▸ 指示 1:
教育基本法関連報道についての文章から、「教育基本法案関連報道が非常に」で始まって「立ったまま共同インタビューに応じる「ぶら下がり」取材が行われるようになった。」まで続く部分をそのまま引用してください。

▸ 本文抜粋:
★ ★ ★ ★

岩崎貞明/放送レポート編集長/教育基本法関連報道に思う /06/12/01    


教育基本法関連報道に思う

岩崎 貞明(放送レポート編集長)

テレビでは「中学生がいじめで自殺」や「高校の未履修・単位不足」など、教育をめ
ぐるニュースは決して少なくない。しかし、安倍首相が「今国会の最重要法案」とし
ている教育基本法改定をめぐるニュースは、ほとんどまったく扱われていない。いま
や教育基本法の改定案は衆議院では野党欠席のまま採決が行われ、今国会で成立の勢
いだとされる。しかし、テレビの報道を見ている限りでは、どのような審議が展開さ
れているのか、またなぜそのように法改正を急ぐのか、わからない点が数多く残され
たままだ。

その少ない中で、

 

 

 

 

TBSの奮闘は目に付いた。夕方の「イブニング5」や夜の「筑紫哲也NEWS23」で、改定案の問題点やタウンミーティングのやらせ問題などについて、努力して報じていた。

 

 

 

 

 

また、関口宏の「サンデーモーニング」でも、改定案の問題点をたびたび指摘していたのも評価したい。

ただ、いずれももう少し早い時期に放送されていれば、といううらみは残る。

日本のテレビニュースは全般的に「事件・事故」が占める割合が圧倒的に多い。最近この傾向はますます強くなっているように感じられる。これは、衝撃的な映像で視聴者の感覚に訴え、高視聴率を稼ごうとする傾向の現れだ。あらゆるニュースが、「数字が取れるかどうか」という基準で価値判断が行われる結果、法案審議のような「絵になりにくい」ニュースより、派手な映像をともなったニュースのほうが好まれるこ
とになる。

教育基本法案関連報道が非常に少ない理由について、あるキー局報道幹部に直裁に聞いてみた。するとしばし黙考の末、「現場記者の問題意識のなさ」ではないかという答えが返ってきた。多分に言い訳めいているところはあるが、この答えを受けて考えたことを二点ほど指摘したい。

 

ひとつは、文字どおり政治記者の取材能力の低下だ。小泉首相のときから一日二回、
立ったまま共同インタビューに応じる「ぶら下がり」取材が行われるようになった。

★ ★ ★ ★

▸ 指示 2:
データ項目のうち、「of the cabinet」を含む行から始まって「pixel 85 105」を含む行まで続く行(両端の行を含む)だけを、「cabinet door」を「drawer front」に置き換え、ほかは一切変えずに書き直してください。画像は回答に含めないでください。

★ ★ ★ ★

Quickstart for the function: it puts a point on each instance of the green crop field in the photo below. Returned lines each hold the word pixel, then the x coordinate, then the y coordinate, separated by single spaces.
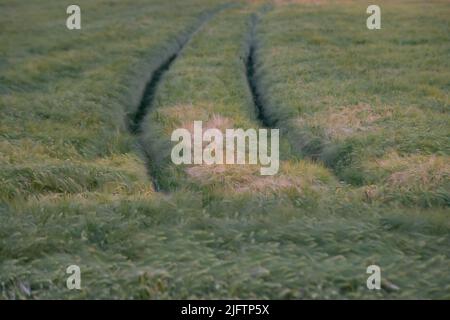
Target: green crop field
pixel 86 176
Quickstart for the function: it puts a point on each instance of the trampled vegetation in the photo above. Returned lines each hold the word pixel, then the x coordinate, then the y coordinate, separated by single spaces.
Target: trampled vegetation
pixel 85 170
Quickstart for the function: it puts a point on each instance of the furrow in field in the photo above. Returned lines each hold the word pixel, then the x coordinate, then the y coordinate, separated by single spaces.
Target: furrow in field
pixel 250 64
pixel 148 95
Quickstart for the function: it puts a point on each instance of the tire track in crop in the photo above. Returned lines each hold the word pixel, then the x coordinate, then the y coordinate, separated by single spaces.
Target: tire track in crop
pixel 303 143
pixel 250 66
pixel 135 120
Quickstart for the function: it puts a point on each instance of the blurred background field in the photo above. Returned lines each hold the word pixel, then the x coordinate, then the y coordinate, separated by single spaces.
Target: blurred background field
pixel 364 175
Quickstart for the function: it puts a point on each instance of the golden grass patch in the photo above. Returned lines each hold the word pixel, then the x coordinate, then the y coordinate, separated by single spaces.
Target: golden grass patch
pixel 348 120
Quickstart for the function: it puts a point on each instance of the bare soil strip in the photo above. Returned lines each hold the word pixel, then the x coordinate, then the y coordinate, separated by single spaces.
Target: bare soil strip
pixel 136 120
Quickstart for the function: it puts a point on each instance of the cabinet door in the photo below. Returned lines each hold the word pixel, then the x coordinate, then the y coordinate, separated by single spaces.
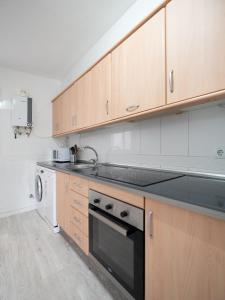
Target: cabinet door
pixel 85 105
pixel 62 199
pixel 185 257
pixel 195 48
pixel 101 90
pixel 74 106
pixel 66 111
pixel 138 69
pixel 57 116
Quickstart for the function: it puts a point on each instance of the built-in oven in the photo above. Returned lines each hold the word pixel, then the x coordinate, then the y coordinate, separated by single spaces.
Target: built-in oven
pixel 116 241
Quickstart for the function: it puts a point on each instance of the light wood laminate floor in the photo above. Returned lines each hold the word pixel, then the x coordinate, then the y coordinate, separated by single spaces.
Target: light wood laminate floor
pixel 36 264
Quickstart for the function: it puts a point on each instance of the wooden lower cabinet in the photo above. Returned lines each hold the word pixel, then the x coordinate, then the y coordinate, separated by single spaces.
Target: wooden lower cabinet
pixel 185 256
pixel 72 208
pixel 62 194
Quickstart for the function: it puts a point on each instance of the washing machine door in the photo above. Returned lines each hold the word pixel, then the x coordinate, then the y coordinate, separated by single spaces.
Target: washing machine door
pixel 38 188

★ ★ ★ ★

▸ 回答 1:
教育基本法案関連報道が非常に少ない理由について、あるキー局報道幹部に直裁に聞いてみた。するとしばし黙考の末、「現場記者の問題意識のなさ」ではないかという答えが返ってきた。多分に言い訳めいているところはあるが、この答えを受けて考えたことを二点ほど指摘したい。

 

ひとつは、文字どおり政治記者の取材能力の低下だ。小泉首相のときから一日二回、
立ったまま共同インタビューに応じる「ぶら下がり」取材が行われるようになった。

▸ 回答 2:
Quickstart for the function: it puts a point on each instance of the drawer front in the photo below. Returned lines each hold the word pixel, then the x coordinate, then the y coordinate, separated by single spaces.
Target: drawer front
pixel 85 105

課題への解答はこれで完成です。